§ **PROBLEM TO SOLVE**
For this exercise, report every line of the material that includes "reflective".

§ **EXTRACTED MATERIAL**
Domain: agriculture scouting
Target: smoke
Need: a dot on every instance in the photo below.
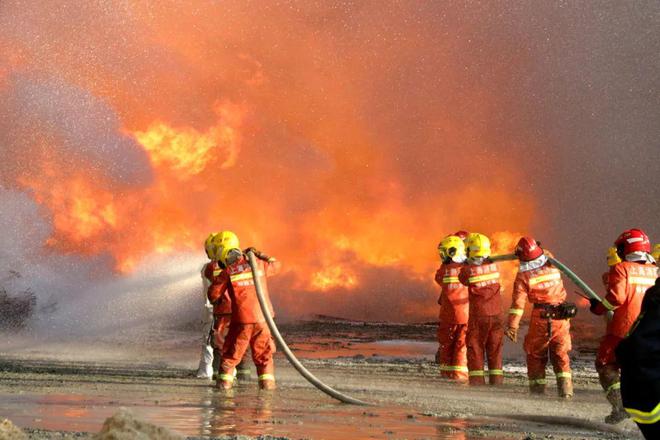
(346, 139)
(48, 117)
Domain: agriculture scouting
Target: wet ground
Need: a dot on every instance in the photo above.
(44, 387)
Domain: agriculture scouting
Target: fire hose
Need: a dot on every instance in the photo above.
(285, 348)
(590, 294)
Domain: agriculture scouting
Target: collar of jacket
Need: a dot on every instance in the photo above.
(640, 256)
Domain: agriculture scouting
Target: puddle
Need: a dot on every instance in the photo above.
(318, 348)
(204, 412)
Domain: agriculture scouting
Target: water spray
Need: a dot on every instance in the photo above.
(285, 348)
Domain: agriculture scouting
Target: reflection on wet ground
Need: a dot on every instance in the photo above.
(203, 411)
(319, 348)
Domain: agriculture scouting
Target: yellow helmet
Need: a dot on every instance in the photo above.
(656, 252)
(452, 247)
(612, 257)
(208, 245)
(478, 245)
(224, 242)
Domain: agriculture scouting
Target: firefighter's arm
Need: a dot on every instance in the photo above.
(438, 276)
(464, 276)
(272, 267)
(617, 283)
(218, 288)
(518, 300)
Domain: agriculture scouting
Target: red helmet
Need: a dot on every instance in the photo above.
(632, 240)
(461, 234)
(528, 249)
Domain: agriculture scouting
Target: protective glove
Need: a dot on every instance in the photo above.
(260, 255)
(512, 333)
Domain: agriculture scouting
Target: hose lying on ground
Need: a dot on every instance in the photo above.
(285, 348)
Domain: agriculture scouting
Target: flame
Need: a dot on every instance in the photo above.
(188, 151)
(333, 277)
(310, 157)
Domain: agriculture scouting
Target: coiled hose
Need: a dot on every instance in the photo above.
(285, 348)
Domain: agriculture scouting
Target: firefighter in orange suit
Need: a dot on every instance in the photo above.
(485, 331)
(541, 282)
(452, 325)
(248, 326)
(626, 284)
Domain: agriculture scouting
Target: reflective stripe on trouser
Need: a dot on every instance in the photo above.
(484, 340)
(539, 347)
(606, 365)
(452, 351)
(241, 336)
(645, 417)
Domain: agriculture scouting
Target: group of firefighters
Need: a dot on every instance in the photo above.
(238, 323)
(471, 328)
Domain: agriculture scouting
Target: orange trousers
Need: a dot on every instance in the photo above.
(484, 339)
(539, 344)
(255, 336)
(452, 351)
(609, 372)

==

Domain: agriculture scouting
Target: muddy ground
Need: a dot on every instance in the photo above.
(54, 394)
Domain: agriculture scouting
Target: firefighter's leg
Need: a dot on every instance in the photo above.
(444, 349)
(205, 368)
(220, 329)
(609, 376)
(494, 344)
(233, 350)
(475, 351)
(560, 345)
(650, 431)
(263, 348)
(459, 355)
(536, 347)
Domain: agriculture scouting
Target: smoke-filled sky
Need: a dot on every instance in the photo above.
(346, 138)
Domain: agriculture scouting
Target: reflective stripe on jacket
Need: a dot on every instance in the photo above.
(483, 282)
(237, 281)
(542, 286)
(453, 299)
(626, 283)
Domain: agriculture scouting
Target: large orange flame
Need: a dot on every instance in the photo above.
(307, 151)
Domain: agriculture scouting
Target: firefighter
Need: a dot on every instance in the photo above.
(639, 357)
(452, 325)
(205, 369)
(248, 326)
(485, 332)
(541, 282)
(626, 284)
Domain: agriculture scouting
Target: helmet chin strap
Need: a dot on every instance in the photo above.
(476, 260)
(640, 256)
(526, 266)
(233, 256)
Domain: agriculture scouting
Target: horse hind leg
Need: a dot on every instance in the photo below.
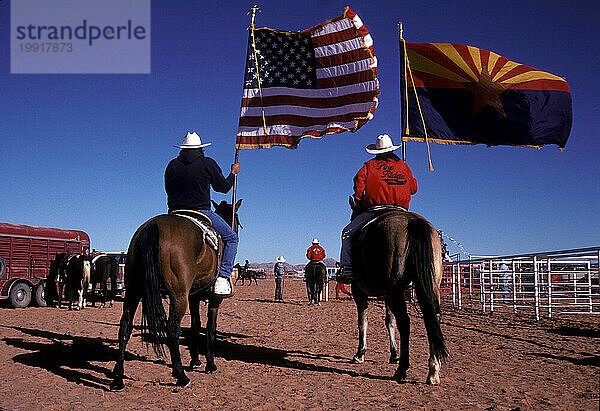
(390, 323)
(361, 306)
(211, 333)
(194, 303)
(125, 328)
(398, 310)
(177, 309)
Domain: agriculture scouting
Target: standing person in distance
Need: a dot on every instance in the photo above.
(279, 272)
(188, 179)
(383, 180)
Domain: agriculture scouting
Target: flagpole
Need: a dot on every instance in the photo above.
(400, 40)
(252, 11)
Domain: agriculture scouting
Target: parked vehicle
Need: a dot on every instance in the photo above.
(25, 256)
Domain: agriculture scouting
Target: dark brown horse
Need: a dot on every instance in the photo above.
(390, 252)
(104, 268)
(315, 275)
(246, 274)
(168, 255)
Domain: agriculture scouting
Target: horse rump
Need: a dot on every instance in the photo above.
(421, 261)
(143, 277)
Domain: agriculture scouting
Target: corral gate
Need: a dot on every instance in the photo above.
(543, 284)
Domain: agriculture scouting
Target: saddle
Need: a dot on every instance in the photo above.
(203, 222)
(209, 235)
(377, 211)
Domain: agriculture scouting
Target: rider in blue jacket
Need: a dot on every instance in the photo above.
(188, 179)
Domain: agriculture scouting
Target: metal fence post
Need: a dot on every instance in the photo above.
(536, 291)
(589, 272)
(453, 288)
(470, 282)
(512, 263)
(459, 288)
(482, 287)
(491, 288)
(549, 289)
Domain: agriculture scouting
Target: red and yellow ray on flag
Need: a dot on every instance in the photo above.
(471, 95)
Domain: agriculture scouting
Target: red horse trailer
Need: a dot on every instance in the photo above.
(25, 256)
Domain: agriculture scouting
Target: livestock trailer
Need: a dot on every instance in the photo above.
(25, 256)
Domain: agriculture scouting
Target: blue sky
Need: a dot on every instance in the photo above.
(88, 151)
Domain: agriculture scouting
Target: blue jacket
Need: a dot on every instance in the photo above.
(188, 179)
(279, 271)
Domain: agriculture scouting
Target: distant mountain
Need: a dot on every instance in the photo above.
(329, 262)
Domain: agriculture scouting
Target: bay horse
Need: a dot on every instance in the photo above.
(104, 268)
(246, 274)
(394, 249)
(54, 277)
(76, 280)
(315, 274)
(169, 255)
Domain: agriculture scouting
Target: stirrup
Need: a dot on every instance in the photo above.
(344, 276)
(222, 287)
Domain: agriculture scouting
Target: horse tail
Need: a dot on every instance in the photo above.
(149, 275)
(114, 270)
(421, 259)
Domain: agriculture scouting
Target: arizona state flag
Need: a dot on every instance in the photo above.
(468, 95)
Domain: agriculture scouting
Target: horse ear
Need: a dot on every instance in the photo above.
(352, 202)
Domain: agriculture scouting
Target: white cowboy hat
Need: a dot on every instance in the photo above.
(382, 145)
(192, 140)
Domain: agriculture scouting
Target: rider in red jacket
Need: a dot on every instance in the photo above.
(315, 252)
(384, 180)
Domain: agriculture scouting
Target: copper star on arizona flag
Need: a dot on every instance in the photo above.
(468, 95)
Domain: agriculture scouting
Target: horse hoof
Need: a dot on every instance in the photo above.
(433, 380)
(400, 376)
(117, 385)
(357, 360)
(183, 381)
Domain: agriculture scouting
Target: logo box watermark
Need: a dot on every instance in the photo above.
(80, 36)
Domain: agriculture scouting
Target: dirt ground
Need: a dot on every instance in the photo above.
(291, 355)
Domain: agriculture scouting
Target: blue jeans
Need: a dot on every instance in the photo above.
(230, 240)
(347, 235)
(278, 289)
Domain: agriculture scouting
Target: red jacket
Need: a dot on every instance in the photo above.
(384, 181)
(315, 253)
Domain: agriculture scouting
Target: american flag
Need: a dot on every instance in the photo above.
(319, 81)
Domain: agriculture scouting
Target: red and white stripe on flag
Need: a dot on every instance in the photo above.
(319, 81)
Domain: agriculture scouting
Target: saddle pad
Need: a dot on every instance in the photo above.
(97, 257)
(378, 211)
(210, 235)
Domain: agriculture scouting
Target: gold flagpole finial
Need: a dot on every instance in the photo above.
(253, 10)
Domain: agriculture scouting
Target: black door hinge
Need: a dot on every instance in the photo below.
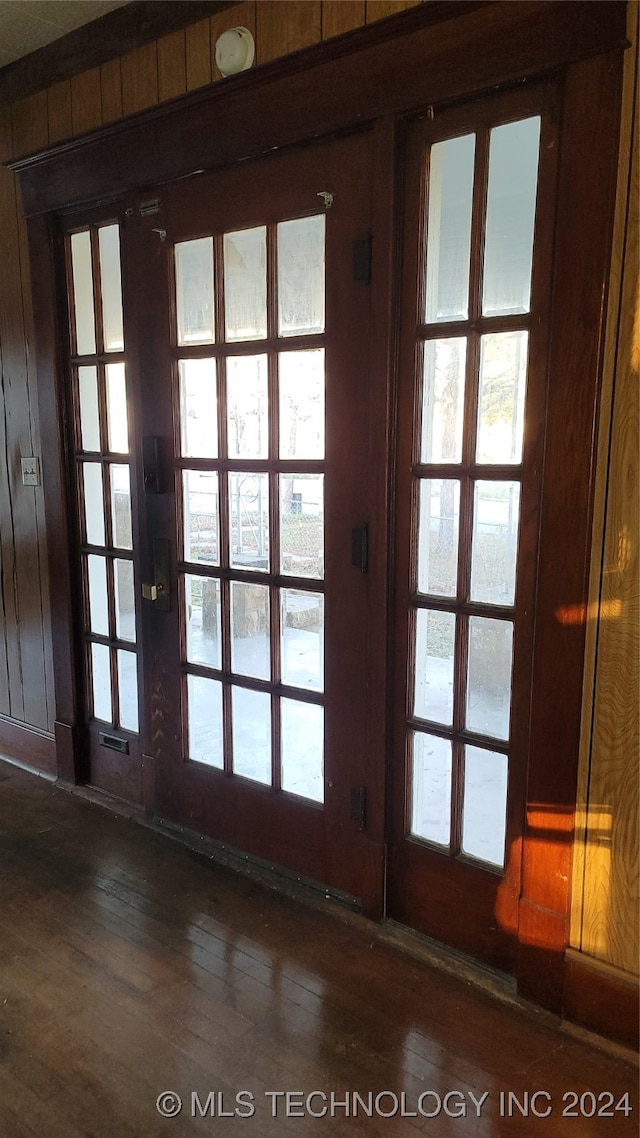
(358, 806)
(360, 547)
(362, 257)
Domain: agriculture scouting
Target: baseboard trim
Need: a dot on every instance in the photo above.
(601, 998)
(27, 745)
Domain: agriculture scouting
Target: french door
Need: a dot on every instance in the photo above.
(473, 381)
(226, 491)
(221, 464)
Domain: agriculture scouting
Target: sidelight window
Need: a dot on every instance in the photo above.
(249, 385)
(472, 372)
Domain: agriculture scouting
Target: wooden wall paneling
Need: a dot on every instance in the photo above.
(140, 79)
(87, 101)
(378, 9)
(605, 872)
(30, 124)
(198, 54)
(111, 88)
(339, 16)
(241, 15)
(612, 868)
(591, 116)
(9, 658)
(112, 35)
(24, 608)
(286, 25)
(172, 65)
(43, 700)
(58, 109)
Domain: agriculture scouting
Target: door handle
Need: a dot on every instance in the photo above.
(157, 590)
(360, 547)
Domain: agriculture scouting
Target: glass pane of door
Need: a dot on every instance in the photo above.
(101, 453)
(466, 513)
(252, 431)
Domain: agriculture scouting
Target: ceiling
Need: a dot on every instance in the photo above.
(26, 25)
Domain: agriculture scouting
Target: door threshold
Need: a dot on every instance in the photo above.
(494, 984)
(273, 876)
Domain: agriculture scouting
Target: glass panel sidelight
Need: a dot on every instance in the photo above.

§ **RESULT OF THE EXERCISE**
Target: reflective stripe on trouser
Target: reflective stripe on jacket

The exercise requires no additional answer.